# Schwinn Whizzer for Sell. Not mine



## Superman1984 (Nov 27, 2020)

Seen this today in Taylorsville, NC at an antique shop


----------



## 49autocycledeluxe (Nov 27, 2020)

for sell?


----------



## Superman1984 (Nov 27, 2020)

49autocycledeluxe said:


> for sell?



Yep $4,000. Guy said it belonged to a friend who had 3-5 others. I have no contact info for the store but I am sure an antique search for google & that location could net the info. I would have got more info for you all but I was coming back from TN with my dad


----------



## bobcycles (Nov 29, 2020)

yikes....that ones a shiny cobbled mess at over twice what it should be selling for...
RLH


----------



## Superman1984 (Nov 29, 2020)

bobcycles said:


> yikes....that ones a shiny cobbled mess at over twice what it should be selling for...
> RLH



Tell me everything. I can't afford it but I figured it had been "restored" kinda poorly


----------



## Freqman1 (Nov 29, 2020)

Pretty sad indeed...


----------



## wes holliday (Dec 5, 2020)

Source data
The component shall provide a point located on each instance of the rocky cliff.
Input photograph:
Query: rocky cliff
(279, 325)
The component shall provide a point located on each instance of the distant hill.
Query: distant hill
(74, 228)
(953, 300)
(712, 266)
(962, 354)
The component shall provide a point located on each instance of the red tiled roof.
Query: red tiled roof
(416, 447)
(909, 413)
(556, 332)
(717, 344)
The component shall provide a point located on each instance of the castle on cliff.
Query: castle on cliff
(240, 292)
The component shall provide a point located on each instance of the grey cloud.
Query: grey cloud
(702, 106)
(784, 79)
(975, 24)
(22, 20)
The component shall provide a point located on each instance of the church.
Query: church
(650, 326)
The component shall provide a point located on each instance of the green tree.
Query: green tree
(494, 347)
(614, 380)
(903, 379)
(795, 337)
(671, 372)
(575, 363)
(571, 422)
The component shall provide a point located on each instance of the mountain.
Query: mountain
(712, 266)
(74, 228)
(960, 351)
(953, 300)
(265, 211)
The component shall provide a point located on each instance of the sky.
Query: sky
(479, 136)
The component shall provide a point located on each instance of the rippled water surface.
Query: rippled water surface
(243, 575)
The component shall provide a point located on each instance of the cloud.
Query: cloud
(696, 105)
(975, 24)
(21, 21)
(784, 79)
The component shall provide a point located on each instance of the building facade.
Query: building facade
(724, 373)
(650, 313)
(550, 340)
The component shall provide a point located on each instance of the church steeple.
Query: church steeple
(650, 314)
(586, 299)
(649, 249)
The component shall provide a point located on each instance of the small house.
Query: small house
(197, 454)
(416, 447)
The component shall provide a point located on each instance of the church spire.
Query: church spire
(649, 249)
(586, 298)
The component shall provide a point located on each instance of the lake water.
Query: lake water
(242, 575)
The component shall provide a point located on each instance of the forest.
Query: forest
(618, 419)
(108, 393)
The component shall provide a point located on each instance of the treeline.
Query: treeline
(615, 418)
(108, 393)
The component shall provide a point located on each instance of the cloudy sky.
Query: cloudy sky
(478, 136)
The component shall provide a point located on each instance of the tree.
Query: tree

EXERCISE DESCRIPTION: Write the next part of the Schwinn Whizzer forum thread, picking up at the point where it stops. The items are separate material and do not belong to the Schwinn Whizzer forum thread.

TASK ANSWER:
Why not tell us what is wrong with the Whizzer ?


----------



## Superman1984 (Dec 5, 2020)

wes holliday said:


> Why not tell us what is wrong with the Whizzer ?



It's not mine. Just seen it passing through Taylorsville, NC from TN back to SC


----------



## mickeyc (Dec 7, 2020)

Come on Bob and Shawn, tell us uninitiated dopes what's wrong with it.


----------



## mrg (Dec 9, 2020)

First thing straight bar always a bad choice for a whizzer kit, just not enough room and something always rubs, that's why Schwinn only made the WZ frames in DX & cantilever. As for the price, It would be a bit high even for a more og bike.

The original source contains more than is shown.